TASK BRIEF: Continue the passage about fish paranoia below, picking up right after its final sentence.

SELECTED PASSAGE:
────────────────────
It was fish that turned me.  When I was about eight years old, my mum served up fish that had eyes and a tail.  For the first time, I realised that fish fingers were made out of the same things that eat and move and people own as pets.   It sparked a series of nightmares involving swallowing living, wriggling goldfish.  Luckily, I didn’t get nightmares about eating fingers.

(It took me a few more years to get my head round the linguistic tricks used to disguise other edible animals, and fully appreciate the link between pork and Pigs, beef and Cows, and so on.  I must have been a very literal child).

Ever since my fishy nightmares, I’ve had Fish Paranoia.  Especially in Thai restaurants, where my explanations of how I-don’t-eat-fish-sauce-and-it’s-really-important-and-please-write-it-down get met with a wholly unconvincing nod (“yeah, yeah, no fish, whatever”).  Then I’ll spend an hour forlornly pushing things around my plate, tasting fish in everything I put in my mouth (including water).  It’s strange that I don’t get meat-broth paranoia in the same way, considering I’ve probably ended up eating some every other time I eat in an omni restaurant.
────────────────────
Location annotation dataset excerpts
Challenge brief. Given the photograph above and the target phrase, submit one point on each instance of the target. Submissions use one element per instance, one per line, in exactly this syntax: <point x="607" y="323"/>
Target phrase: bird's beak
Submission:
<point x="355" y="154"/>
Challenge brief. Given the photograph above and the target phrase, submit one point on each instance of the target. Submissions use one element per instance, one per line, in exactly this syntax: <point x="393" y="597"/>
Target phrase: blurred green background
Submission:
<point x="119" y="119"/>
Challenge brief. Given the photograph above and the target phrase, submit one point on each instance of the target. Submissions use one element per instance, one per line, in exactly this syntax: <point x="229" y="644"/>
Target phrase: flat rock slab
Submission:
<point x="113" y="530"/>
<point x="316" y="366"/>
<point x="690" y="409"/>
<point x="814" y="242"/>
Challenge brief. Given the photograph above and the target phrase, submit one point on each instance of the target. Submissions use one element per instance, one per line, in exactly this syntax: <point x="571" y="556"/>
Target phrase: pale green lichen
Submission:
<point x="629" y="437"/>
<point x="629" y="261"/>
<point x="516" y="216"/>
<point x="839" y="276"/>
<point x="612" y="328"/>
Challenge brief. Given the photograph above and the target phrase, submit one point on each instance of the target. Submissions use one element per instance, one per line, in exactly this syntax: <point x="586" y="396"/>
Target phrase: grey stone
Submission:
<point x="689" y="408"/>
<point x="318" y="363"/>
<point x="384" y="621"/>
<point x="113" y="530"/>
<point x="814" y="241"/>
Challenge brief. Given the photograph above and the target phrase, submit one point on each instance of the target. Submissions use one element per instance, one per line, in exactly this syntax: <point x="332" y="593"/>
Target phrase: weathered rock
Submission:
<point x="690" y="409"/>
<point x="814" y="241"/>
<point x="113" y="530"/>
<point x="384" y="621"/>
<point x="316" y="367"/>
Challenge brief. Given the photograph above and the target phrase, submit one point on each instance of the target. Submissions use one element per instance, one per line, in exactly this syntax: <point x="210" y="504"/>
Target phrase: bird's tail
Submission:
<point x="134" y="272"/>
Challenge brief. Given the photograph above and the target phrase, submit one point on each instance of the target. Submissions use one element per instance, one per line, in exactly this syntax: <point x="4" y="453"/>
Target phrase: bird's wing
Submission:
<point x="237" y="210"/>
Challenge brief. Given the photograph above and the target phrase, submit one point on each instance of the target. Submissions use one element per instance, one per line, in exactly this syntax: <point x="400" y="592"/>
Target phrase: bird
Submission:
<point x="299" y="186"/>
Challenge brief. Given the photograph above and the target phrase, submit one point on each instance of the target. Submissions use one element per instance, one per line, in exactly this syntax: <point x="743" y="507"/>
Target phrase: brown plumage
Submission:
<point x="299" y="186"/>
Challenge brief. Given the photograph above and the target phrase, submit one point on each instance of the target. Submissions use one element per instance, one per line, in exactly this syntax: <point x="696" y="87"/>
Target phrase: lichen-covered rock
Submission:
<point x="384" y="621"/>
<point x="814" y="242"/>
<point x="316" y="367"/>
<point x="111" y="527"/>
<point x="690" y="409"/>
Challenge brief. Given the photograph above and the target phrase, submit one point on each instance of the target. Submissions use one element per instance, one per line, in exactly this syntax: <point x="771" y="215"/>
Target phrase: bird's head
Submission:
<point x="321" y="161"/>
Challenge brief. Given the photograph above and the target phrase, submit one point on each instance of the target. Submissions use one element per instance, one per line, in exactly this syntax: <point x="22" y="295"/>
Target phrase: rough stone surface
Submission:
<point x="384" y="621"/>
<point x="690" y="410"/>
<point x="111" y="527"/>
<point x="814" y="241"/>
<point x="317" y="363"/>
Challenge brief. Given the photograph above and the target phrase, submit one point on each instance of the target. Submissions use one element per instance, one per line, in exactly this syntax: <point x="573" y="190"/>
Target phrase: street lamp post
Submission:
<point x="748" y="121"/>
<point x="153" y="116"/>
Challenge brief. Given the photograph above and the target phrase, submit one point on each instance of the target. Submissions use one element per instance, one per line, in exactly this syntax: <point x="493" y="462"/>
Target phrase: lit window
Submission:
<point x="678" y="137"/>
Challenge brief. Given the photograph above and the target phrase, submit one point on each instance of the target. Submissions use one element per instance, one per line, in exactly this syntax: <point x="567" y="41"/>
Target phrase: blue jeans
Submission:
────────────────────
TASK RESULT:
But while we were in China and Japan last year, I learned to like the flavour of the sea.  In Japan, the liberal amounts of seaweed are only matched by liberal amounts of fish broth, fish flakes, and fish innards, which really foments fish paranoia.  But still, I persisted in eating seaweed.  In China, we ate mock fish a few times, which was usually gluten faux meat wrapped in seaweed:

More veggie 'fish'

In an effort to conquer the paranoia, I recently decided to veganise Cullen Skink.  I have a long-standing plan to veganise traditional Scottish foods.  So doing a traditional Scottish fish soup lets start my Scottish project off, and chase away that fish paranoia, all in one go.

It turns out to be really easy. Veganised, it’s basically onions and potatoes boiled in soy milk, with some flavourings. It tastes of smoke, with a hint of the sea. I’m not sure it’s for everyone, but it’s definitely a bit different.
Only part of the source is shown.